DIRECTIVE: Convert the items, from their start through the line containing "column 30, row 193", into a Markdown table with the columns Row and Line text, one numbered row per line. Omit blank lines, and leave the pictures out of the table.

RECORDS FOR PROCESSING:

==================================================

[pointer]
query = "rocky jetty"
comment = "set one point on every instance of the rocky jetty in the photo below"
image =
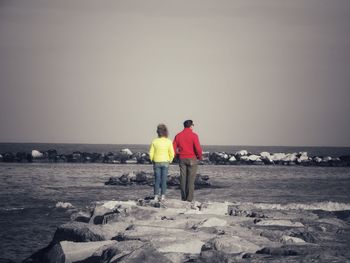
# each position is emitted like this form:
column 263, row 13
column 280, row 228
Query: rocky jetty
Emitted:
column 175, row 231
column 126, row 156
column 146, row 178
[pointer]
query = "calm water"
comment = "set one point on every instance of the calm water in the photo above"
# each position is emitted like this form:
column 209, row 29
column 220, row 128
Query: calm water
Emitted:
column 100, row 148
column 29, row 192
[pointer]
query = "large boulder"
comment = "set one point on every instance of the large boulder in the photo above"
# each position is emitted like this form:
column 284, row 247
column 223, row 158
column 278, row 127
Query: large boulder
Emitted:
column 37, row 155
column 80, row 232
column 9, row 157
column 219, row 157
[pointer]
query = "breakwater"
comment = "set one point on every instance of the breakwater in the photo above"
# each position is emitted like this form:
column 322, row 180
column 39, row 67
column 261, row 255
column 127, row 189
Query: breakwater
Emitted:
column 126, row 156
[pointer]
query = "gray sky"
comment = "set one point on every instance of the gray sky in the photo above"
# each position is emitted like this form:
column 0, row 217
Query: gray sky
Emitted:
column 247, row 72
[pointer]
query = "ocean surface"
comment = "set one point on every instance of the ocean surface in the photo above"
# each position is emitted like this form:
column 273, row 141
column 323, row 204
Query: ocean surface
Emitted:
column 105, row 148
column 30, row 191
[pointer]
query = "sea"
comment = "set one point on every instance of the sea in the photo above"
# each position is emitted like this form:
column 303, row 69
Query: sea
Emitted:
column 30, row 193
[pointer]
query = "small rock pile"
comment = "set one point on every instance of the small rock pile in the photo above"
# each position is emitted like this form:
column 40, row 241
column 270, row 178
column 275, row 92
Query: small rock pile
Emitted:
column 146, row 178
column 175, row 231
column 126, row 156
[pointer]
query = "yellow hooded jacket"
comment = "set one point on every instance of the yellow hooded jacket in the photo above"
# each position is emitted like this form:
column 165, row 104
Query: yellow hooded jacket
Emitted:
column 161, row 150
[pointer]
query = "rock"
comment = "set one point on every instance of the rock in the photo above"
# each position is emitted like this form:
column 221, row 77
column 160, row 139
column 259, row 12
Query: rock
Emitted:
column 126, row 151
column 9, row 157
column 53, row 253
column 190, row 246
column 317, row 159
column 280, row 222
column 78, row 251
column 232, row 159
column 219, row 157
column 291, row 240
column 327, row 159
column 145, row 178
column 232, row 245
column 212, row 221
column 303, row 158
column 141, row 178
column 267, row 160
column 63, row 205
column 265, row 154
column 234, row 210
column 37, row 155
column 201, row 181
column 254, row 158
column 5, row 260
column 278, row 251
column 23, row 157
column 81, row 216
column 142, row 158
column 244, row 158
column 241, row 153
column 131, row 161
column 80, row 232
column 277, row 157
column 290, row 158
column 146, row 253
column 215, row 208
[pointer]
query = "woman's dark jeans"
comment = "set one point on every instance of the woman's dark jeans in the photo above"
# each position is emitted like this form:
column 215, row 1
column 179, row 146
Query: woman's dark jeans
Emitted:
column 160, row 174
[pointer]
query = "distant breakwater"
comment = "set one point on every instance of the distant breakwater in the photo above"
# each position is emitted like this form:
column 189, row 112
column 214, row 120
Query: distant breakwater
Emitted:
column 126, row 156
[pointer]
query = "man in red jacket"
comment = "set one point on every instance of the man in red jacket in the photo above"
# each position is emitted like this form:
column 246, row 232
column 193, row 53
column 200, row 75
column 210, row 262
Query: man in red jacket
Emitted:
column 186, row 145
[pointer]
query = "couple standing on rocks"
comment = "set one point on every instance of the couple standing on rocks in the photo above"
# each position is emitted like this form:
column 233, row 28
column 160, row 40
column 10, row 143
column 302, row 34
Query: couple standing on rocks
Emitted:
column 162, row 152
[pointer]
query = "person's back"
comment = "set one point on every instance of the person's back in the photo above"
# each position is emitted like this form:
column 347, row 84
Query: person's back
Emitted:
column 186, row 145
column 161, row 150
column 161, row 153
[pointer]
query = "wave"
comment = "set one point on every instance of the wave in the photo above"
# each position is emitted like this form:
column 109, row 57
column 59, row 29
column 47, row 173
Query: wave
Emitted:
column 64, row 205
column 326, row 206
column 9, row 209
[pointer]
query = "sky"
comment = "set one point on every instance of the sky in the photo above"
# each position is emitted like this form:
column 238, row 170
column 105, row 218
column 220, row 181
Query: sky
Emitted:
column 272, row 72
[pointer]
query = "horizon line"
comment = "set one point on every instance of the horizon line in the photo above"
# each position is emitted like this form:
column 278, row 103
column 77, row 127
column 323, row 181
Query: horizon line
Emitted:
column 228, row 145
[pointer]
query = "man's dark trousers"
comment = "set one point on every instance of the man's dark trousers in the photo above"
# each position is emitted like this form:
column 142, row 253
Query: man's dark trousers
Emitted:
column 188, row 172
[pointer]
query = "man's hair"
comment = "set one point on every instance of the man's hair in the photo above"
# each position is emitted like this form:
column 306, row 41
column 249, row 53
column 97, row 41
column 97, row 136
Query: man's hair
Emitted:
column 188, row 123
column 162, row 130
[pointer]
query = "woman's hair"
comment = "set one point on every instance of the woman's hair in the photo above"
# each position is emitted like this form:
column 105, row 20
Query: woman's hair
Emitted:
column 162, row 130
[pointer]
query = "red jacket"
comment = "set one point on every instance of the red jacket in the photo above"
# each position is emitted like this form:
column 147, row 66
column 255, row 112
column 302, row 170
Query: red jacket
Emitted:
column 186, row 145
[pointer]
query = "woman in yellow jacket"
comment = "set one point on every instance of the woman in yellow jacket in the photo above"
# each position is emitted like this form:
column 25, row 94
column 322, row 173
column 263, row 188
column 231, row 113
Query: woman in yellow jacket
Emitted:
column 161, row 153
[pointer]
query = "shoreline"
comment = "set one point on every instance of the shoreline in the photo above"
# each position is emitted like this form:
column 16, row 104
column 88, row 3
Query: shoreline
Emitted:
column 126, row 156
column 143, row 230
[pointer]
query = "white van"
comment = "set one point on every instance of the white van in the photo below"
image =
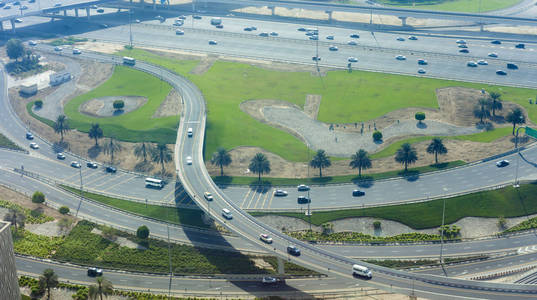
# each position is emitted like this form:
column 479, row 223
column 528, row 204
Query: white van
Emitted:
column 361, row 271
column 227, row 214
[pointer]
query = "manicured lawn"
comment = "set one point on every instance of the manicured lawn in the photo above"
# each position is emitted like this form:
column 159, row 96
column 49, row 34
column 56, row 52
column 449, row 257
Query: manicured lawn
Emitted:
column 138, row 125
column 346, row 98
column 507, row 202
column 181, row 216
column 453, row 5
column 238, row 180
column 7, row 143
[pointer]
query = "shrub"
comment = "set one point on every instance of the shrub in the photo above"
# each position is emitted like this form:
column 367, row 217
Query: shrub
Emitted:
column 118, row 104
column 38, row 197
column 377, row 136
column 142, row 232
column 64, row 210
column 420, row 116
column 377, row 225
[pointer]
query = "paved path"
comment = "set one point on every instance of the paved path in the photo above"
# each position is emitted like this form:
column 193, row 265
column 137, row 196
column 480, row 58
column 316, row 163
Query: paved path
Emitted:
column 336, row 143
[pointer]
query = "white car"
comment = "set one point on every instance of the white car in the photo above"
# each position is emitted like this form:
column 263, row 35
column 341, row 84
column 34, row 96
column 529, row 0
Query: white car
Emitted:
column 265, row 238
column 280, row 193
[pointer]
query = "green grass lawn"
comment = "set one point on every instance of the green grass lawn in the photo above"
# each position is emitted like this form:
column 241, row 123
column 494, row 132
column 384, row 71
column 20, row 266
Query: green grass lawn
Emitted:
column 137, row 125
column 470, row 6
column 346, row 98
column 507, row 202
column 181, row 216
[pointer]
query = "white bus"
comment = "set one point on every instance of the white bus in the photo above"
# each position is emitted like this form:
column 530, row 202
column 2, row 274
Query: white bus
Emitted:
column 153, row 182
column 129, row 60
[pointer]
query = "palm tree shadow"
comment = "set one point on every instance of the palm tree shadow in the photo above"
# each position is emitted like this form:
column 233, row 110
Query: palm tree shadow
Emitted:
column 94, row 151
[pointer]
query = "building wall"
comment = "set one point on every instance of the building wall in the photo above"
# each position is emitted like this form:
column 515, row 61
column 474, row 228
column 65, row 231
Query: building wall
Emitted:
column 9, row 283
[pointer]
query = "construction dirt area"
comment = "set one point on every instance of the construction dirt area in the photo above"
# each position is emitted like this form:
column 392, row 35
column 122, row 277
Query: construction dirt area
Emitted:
column 454, row 105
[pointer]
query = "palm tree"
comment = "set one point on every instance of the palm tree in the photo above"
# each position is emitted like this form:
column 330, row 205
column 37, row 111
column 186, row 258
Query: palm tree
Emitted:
column 61, row 126
column 221, row 158
column 162, row 154
column 95, row 132
column 103, row 287
column 436, row 147
column 111, row 148
column 141, row 150
column 260, row 165
column 496, row 102
column 515, row 117
column 482, row 109
column 360, row 160
column 406, row 155
column 16, row 218
column 48, row 280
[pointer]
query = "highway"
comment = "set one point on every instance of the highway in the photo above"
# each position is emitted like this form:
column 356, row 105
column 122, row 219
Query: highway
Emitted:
column 311, row 256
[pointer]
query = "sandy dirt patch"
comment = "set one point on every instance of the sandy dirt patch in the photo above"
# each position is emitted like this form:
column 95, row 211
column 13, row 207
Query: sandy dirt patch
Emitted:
column 311, row 106
column 104, row 106
column 171, row 106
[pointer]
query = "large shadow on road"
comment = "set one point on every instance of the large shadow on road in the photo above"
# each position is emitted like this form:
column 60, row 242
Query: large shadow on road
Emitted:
column 243, row 271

==================================================

COMPLETED EXERCISE:
| Row | Line text |
|---|---|
| 1 | [pointer] |
| 2 | query = "rocky jetty" |
| 3 | comment = "set one point on every instance of the rocky jetty in the photo below" |
| 4 | image = |
| 5 | # each position is emitted like this form: |
| 6 | column 263, row 13 |
| 7 | column 280, row 228 |
| 8 | Query: rocky jetty |
| 9 | Emitted: |
| 10 | column 175, row 231 |
| 11 | column 126, row 156 |
| 12 | column 146, row 178 |
| 13 | [pointer] |
| 14 | query = "calm water" |
| 15 | comment = "set one point on every instance of the calm water in the photo above" |
| 16 | # each position is emitted like this form: |
| 17 | column 209, row 29 |
| 18 | column 220, row 128 |
| 19 | Query: calm water |
| 20 | Emitted: |
| 21 | column 100, row 148 |
| 22 | column 29, row 192 |
| 23 | [pointer] |
| 24 | query = "large boulder" |
| 25 | comment = "set one point on every instance of the large boulder in the photo above" |
| 26 | # each position is emitted like this form: |
| 27 | column 284, row 247 |
| 28 | column 223, row 158 |
| 29 | column 278, row 127 |
| 30 | Query: large boulder |
| 31 | Emitted: |
| 32 | column 37, row 155 |
| 33 | column 80, row 232 |
| 34 | column 9, row 157 |
| 35 | column 219, row 157 |
| 36 | [pointer] |
| 37 | query = "breakwater" |
| 38 | comment = "set one point on every instance of the breakwater in the photo above" |
| 39 | # each position is emitted like this form: |
| 40 | column 322, row 180 |
| 41 | column 39, row 67 |
| 42 | column 261, row 255 |
| 43 | column 127, row 189 |
| 44 | Query: breakwater |
| 45 | Emitted: |
| 46 | column 126, row 156 |
| 47 | [pointer] |
| 48 | query = "gray sky" |
| 49 | comment = "set one point on every instance of the gray sky in the photo above" |
| 50 | # each position is emitted like this form: |
| 51 | column 0, row 217 |
| 52 | Query: gray sky |
| 53 | Emitted: |
| 54 | column 247, row 72 |
| 55 | [pointer] |
| 56 | query = "ocean surface" |
| 57 | comment = "set one point on every instance of the ocean surface in the photo above" |
| 58 | # each position is emitted like this form: |
| 59 | column 273, row 141 |
| 60 | column 323, row 204 |
| 61 | Query: ocean surface |
| 62 | Emitted: |
| 63 | column 105, row 148 |
| 64 | column 30, row 191 |
| 65 | [pointer] |
| 66 | query = "sea" |
| 67 | comment = "set one point on every instance of the sea in the photo above" |
| 68 | # each position is emitted like this form: |
| 69 | column 303, row 69 |
| 70 | Query: sea |
| 71 | Emitted: |
| 72 | column 30, row 193 |